Tarefa 1
No relato da caminhada até Pontevedra, passa para inglês a frase "É uma etapa com pouca sombra, com bastantes subidas e muito caminho pelo meio de vinhas."
Tarefa 2
Extrai da listagem todas as linhas que contenham a palavra "distant". As maiúsculas e minúsculas contam.

Dormir num
hotel é bom e sabe bem, já sabíamos isso, mas é mordomia com um
problema: acordar de manhã é muito mais difícil (a caminha, o silêncio e a
privacidade são um vício que nos agarra sem piedade), a saída é muito mais
lenta e acabamos por fazer o percurso quase todo debaixo de um sol escaldante.
Pontevedra é
uma terrinha muito gira. Toda em pedra, está bem estimada e limpa, nada como a
grande parte dos sítios por onde temos passado, o que foi bom para variar. É um
ponto de encontro de peregrinos, pelo que de manhã tem um grande movimento de
mochileiros e táxigrinos - o nome que os mais profissionais da coisa dão à
malta que vai de mãos nos bolsos, aqueles que pagam a alguém para lhes
transportar as malas de destino para destino. Este movimento é intenso logo
deste a bela ponte velha que junta as margens do rio Lérez, onde fizemos
amizade com um super animado e enérgico grupo de seis aveirenses. Claro que
aqui as lebres estavam com o fogo no rabo o que levou os nossos companheiros a
cedo desistirem de nós.
Continuamos
animadas e sozinhas, afinal estavam previstos apenas 21 km, o que era isso para
nós, que vínhamos de um sobrevivo dia de 38? Mas assim que o sol se pôs a pique
não sei se foi da estafa do dia anterior, se foi da exposição ao calor
excessivo resultado da sorna matinal, não sei do que foi mas os meus pés
começaram outra vez a doer, as plantas dos pés, o que nos fez abrandar e foi
motivo de gozo dos aveirenses que depressa nos ultrapassaram.
É uma etapa
com pouca sombra, com bastantes subidas e muito caminho pelo meio de vinhas. A
certa altura entramos num café para comprar água, talvez o único por onde
passamos nesse dia, onde estavam duas peregrinas chinesas a carimbar as
credenciais e eu aproveitei para carimbar as nossas também. Uma delas olha para
a minha, topa o carimbo de um hotel e grita "oh, you been in a hotel? A
hotel?" tão alarmada que, fosse o caso de eu não entender o inglês
macarronico, ainda teria julgado que ela me estava a avisar que tinha uma
víbora a descer-me pelo pescoço. Sim, um hotel, qual é o mal?

Registos
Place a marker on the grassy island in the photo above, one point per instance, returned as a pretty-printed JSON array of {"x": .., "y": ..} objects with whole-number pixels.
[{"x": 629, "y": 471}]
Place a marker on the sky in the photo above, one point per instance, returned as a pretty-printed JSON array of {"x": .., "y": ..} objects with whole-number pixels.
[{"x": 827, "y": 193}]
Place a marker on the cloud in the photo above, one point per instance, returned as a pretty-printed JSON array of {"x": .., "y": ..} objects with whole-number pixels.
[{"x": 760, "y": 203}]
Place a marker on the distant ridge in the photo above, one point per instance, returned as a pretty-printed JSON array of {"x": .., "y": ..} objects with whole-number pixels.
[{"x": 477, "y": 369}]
* * *
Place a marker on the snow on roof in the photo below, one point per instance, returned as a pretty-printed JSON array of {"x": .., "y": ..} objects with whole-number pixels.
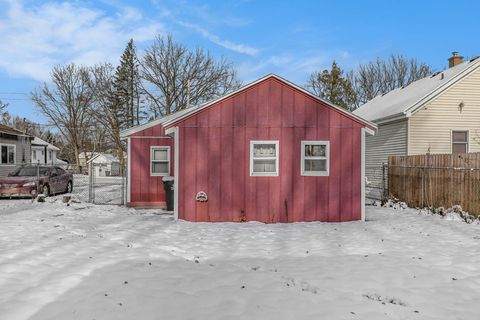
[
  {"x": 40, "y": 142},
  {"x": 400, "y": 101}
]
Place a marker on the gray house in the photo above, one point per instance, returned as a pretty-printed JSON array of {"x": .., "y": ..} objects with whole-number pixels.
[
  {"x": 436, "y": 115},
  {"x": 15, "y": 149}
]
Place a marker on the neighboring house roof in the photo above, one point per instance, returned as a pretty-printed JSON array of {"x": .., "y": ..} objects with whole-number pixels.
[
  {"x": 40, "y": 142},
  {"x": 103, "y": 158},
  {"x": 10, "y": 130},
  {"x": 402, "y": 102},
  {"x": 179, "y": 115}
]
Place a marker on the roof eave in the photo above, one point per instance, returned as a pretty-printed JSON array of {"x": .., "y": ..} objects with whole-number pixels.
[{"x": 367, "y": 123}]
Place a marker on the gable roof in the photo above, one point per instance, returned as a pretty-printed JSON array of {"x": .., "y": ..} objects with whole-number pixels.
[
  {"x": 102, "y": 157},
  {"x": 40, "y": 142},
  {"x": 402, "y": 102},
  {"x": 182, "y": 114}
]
--
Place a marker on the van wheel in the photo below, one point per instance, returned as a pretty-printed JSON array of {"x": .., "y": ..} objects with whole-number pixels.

Resposta do exercício 1
It is a stage with little shade, quite a few climbs and a lot of path through the middle of vineyards.

Resposta do exercício 2
Place a marker on the distant ridge in the photo above, one point per instance, returned as a pretty-printed JSON array of {"x": .., "y": ..} objects with whole-number pixels.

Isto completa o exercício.